• [ФРАГМЕНТ ТЕКСТА]:
В мемуарах Игнаца фон Кастелли целая глава посвящена злобным чудачествам венской цензуры, особенно после назначения графа Зедльницкого (кстати, остроумец Кастелли тотчас дал соответствующие клички двум своим собакам – Зедль и Ницки). Цензура распространялась даже на давно опубликованные тексты писателей-классиков, в том числе античных авторов и Шекспира, не говоря уже о Гёте и Шиллере. Кастелли вспоминал: «В „Разбойниках“ Шиллера Моор-отец превратился в дядю. Можно вообразить себе, какой получался эффект, когда Карл Моор издавал устрашающий вопль: „Дядеубийство!“»[39]. Печатные ноты также подлежали цензуре, в том числе инструментальные произведения – цензурировались тексты титульных листов и названия. Посвящать кому-либо произведение без согласия чествуемого лица было запрещено не только в отношении правящих особ, но и обычных лиц, не носивших громких титулов. Кастелли сообщал, что все рукописи надлежало представлять в цензуру в двух экземплярах. И если произведение было крупным, это влекло для авторов дополнительные расходы на переписку. А возвращались рукописи нередко сплошь исчёрканные красным карандашом…

Жалобы на произвол цензоров – один из лейтмотивов бесед в разговорных тетрадях Бетховена. В 12-й тетради (апрель 1820 года) Бернард писал: «Здешние цензоры не подчиняются законам, они вычёркивают наобум, лишь бы ни за что не отвечать. <…> У нас нет никакого закона о цензуре». Издатель Мориц Шлезингер, приехавший в сентябре 1825 года в Вену из-за границы, удивлялся в 94-й разговорной тетради тому, насколько в Австрии цензурные ограничения строже, чем в Пруссии: «Вдохновенные „Фантастические новеллы“ Гофмана здесь нельзя даже читать, не то что печатать. – Фантазия в Австрии – запрещённая и опасная вещь». Особенно сокрушались драматурги и поэты. Грильпарцер завидовал Бетховену: «У музыкантов нет цензуры!» (что было не совсем верно), а Куффнер утверждал: «Слова скованы, но звуки, могущественные выразители смысла слов, ещё свободны!»

• [ИСХОДНЫЕ ДАННЫЕ]:
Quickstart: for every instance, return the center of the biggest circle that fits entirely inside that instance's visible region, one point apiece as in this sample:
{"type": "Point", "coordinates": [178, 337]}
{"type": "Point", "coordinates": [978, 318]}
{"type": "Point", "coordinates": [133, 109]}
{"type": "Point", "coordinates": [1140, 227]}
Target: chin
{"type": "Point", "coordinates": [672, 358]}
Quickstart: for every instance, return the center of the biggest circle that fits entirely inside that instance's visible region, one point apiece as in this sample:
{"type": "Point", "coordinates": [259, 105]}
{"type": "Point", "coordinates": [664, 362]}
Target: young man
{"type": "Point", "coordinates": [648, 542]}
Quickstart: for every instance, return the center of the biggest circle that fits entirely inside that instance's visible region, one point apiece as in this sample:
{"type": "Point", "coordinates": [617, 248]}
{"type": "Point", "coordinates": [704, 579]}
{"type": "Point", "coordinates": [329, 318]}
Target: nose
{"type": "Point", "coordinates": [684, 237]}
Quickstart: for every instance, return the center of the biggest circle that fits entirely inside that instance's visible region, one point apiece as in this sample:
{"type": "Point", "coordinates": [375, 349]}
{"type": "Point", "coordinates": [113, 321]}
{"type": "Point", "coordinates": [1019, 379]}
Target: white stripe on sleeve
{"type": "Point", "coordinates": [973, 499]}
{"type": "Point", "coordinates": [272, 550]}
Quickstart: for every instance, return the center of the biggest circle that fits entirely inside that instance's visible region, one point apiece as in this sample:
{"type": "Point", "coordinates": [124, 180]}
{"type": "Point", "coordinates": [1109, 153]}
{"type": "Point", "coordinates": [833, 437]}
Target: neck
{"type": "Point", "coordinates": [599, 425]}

• [ЦЕЛЬ ЗАДАНИЯ]: Продолжите текст о венской цензуре, начиная сразу после его последнего предложения. Пункты — отдельный материал и к тексту не относятся.

• [ОТВЕТ]:
Очевидным поводом для ужесточения полицейского режима стало убийство в Мангейме 23 марта 1819 года известного драматурга Августа фон Коцебу радикально настроенным студентом Карлом Людвигом Зандом, членом Всеобщего немецкого студенческого братства. По сути, это был настоящий теракт, жестокости которого ужаснулись многие, поскольку Коцебу был знаменитым и уважаемым человеком. Он отличался фантастической литературной плодовитостью, и хотя подавляющее большинство его пьес сейчас выглядят безвкусными и нелепыми, в своё время они успешно шли на всех европейских сценах. Бетховен написал в 1811 году музыку к двум аллегорическим пьесам Коцебу, поставленным в Будапеште в честь открытия там нового театра: «Афинские развалины» и «Король Стефан, первый благодетель Венгрии».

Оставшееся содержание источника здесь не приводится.